Director: Duane Graves, Justin Meeks
Cast: Justin Meeks, Alex Garcia, Bob Wood, William McBride, Charlie Hurtin, Stacy Meeks, Tony Wolford

(US DVD: 11 Aug 2009)

“Those of you foolish enough to continue with this experience will have a buffet of blood and guts; hair-raising adventures; frightening monsters; the deaths of teenagers; sexual deviancy; and all of the other things that you do not want your children to see.” 


  —Kim Henkle Wild Man of the Navidad.


The DVD’s introduction by Kim Henkel, producer of Wild Man (and Tobe Hooper’s original Texas Chainsaw Massacre), sets a fittingly exploitative tone. Throughout every moment of this movie it is obvious we are watching a detailed homage to the drive-in fright films of the ‘70s: it lifts its unforgiving atmosphere and explosions of visceral violence from Chainsaw Massacre; its proto-slasher sensibility from Charles Pierce’s The Town that Dreaded Sundown; and practically everything else from another Pierce film, The Legend of Boggy Creek.


But where Boggy Creek had Bigfoot, Wild Man has its titular terror.


The Texan legend of the Wild Man of the Navidad—a seldom-seen man-monster that supposedly prowls the Navidad river bottoms, stealing tools and breaking into kitchens for food—has existed for almost 200 years but, rather than film any of the established stories about it, co-writer-directors Duane Graves and Justin Meeks opted to present a fresh Wild Man tale. To this end, they apparently invented the otherwise unknown (and untraceable) figure of Dale S. Rogers, on whose journals they claim to have based their script.


Done out of his job under the gloriously grizzly Boss Man Jack (William McBride), and with a stroke victim wife (Stacy Meeks) and her secretly perverted carer (Alex Garcia) to support, Rogers (Justin Meeks) is seriously short of cash. To make money he has only to open his estate to deer hunters but knows that, if he does, he will likely be offering up a stream of sacrifices to the Wild Man, which has for years lived undisturbed on his land.


There is some obligatory agonising over the decision, but eventually, of course, he welcomes the hunters and, of course, waves them off to bloody doom.

STATED PROBLEM: Carry on the Wild Man of the Navidad review from its last sentence.

A run of records:

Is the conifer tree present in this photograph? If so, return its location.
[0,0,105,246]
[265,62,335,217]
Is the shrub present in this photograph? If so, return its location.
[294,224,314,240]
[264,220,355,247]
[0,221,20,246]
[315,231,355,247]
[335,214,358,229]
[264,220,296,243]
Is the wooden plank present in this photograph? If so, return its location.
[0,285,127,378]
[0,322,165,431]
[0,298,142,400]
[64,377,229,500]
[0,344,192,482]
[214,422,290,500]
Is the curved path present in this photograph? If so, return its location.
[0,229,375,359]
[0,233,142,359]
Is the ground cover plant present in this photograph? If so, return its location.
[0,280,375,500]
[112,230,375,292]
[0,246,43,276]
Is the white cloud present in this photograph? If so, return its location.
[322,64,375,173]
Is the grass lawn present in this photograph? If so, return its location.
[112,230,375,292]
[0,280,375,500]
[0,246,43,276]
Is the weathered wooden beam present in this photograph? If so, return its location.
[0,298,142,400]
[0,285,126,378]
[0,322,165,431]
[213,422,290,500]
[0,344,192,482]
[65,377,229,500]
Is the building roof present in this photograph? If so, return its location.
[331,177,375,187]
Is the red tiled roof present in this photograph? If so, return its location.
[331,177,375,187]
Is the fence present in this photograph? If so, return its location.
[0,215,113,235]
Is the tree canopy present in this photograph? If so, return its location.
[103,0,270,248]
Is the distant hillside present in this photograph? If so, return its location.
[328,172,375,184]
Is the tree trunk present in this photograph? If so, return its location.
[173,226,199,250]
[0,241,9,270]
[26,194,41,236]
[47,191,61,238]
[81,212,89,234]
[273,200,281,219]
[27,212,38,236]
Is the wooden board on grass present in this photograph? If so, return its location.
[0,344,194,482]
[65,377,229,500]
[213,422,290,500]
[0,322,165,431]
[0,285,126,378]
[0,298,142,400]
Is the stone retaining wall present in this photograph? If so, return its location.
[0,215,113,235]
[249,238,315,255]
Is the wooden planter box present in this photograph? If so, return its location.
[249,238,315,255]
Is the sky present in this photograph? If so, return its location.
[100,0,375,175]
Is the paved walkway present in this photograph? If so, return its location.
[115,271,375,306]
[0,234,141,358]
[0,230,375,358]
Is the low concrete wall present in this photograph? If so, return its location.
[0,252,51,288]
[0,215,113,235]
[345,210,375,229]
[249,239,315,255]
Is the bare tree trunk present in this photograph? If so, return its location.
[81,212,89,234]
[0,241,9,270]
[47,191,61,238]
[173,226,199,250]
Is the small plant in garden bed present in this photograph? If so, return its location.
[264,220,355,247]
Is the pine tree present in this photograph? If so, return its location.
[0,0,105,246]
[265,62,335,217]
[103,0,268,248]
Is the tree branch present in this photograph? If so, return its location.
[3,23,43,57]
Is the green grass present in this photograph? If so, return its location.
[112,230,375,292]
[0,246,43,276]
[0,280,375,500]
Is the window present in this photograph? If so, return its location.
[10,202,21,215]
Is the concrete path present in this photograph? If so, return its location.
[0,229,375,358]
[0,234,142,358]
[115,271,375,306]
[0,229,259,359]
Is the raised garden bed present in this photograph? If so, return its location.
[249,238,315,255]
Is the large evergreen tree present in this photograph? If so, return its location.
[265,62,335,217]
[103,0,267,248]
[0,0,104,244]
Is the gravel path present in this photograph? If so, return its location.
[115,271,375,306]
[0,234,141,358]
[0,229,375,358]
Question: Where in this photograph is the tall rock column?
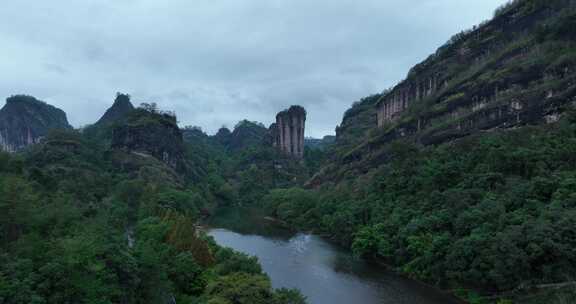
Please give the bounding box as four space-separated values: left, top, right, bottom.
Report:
274 106 306 159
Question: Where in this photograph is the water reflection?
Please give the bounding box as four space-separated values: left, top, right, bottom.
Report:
209 209 458 304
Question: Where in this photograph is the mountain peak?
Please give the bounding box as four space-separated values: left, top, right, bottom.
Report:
0 95 72 152
96 93 134 125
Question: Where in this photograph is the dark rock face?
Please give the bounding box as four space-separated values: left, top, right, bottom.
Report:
0 95 72 152
112 109 187 173
272 106 306 159
228 120 268 151
214 127 232 147
304 135 336 149
377 0 576 144
95 93 134 126
181 127 209 144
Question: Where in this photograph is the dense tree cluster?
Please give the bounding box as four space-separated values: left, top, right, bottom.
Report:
264 113 576 300
0 117 304 304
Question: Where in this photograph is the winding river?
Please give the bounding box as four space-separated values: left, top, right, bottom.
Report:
208 208 460 304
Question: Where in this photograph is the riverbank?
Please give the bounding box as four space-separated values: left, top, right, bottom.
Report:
205 210 463 304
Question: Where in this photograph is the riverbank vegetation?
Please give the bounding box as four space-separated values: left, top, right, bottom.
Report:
0 115 305 304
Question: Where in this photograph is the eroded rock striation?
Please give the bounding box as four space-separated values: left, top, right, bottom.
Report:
111 108 187 173
308 0 576 187
95 93 134 126
270 106 306 159
0 95 72 153
377 0 576 144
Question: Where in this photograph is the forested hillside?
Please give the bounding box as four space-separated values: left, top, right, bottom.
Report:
0 108 304 304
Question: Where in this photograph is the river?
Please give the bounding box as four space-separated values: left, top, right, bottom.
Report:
208 208 460 304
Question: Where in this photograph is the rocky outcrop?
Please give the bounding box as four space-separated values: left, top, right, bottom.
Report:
111 108 187 173
377 0 576 138
270 106 306 159
0 95 72 152
214 127 232 147
95 93 134 126
304 135 336 150
308 0 576 187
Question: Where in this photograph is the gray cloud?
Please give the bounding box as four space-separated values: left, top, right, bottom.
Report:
0 0 506 136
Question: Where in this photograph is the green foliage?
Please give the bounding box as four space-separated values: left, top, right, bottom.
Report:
264 118 576 291
0 124 302 304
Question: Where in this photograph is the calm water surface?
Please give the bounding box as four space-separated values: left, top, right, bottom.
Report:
208 208 459 304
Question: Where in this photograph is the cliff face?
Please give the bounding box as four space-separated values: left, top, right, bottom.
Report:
309 0 576 186
95 93 134 126
377 0 576 144
226 120 268 151
112 109 187 173
270 106 306 159
0 95 72 152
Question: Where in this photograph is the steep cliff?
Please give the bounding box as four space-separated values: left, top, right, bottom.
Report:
111 108 188 173
95 93 134 126
0 95 72 152
310 0 576 185
228 120 268 151
378 0 576 144
270 106 306 159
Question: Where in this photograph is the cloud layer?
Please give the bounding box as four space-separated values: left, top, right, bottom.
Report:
0 0 506 137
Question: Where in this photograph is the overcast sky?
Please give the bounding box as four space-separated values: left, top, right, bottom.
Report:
0 0 506 137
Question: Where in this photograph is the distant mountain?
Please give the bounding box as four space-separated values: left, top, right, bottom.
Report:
0 95 72 152
95 93 134 126
304 135 336 149
311 0 576 185
111 108 188 174
224 120 268 151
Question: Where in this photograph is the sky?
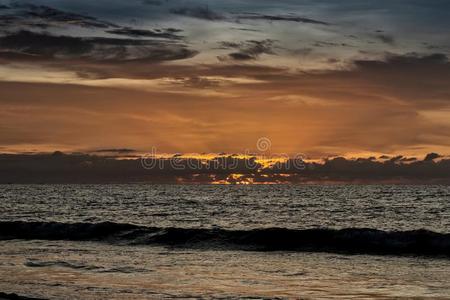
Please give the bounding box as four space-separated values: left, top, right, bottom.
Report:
0 0 450 159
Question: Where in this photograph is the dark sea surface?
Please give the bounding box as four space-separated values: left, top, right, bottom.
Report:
0 184 450 299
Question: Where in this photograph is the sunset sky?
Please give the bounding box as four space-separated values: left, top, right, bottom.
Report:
0 0 450 158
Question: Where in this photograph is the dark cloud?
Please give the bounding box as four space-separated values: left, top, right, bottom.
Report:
106 27 183 40
170 6 225 21
142 0 162 6
94 148 136 154
0 30 196 62
375 34 395 46
0 149 450 183
424 153 441 161
238 13 330 25
219 39 275 60
3 4 118 28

RESPONSE TO THE TASK:
As all low-budget horror movies must, Wild Man understands the importance of the unseen and the power of delayed horrification. The evocative locations and lively editing are probably the film’s greatest strengths and maintain the eerie, slow-burn build up through scenes often over-reliant on performers who struggle with their parts.
 
Much of the film’s cast are non-professionals who were recruited from small town Texas with posters reading, “Wanted: Large, Hairy White Men”. Whilst the cast cannot be criticised on these criteria, it fails to fulfil the expectations more usually made of an ensemble; although everyone in Wild Man looks perfect for his or her part, their acting abilities are sub-standard by any standard.


Bob Wood is a perfect example. Visually, not even the late “Popcorn” Sutton could have been better cast as aged moonshine merchant Earl Smith. With his chest-length wire wool beard and deep-wrinkled, sun-toughened skin, Wood is irresistible to the eye.


The difficulties arise when he starts to speak. Whilst his authentic accent adds an invaluable sense of place, when combined with a non-actor’s total inability to enunciate, it makes his appearances a hindrance rather than a highlight.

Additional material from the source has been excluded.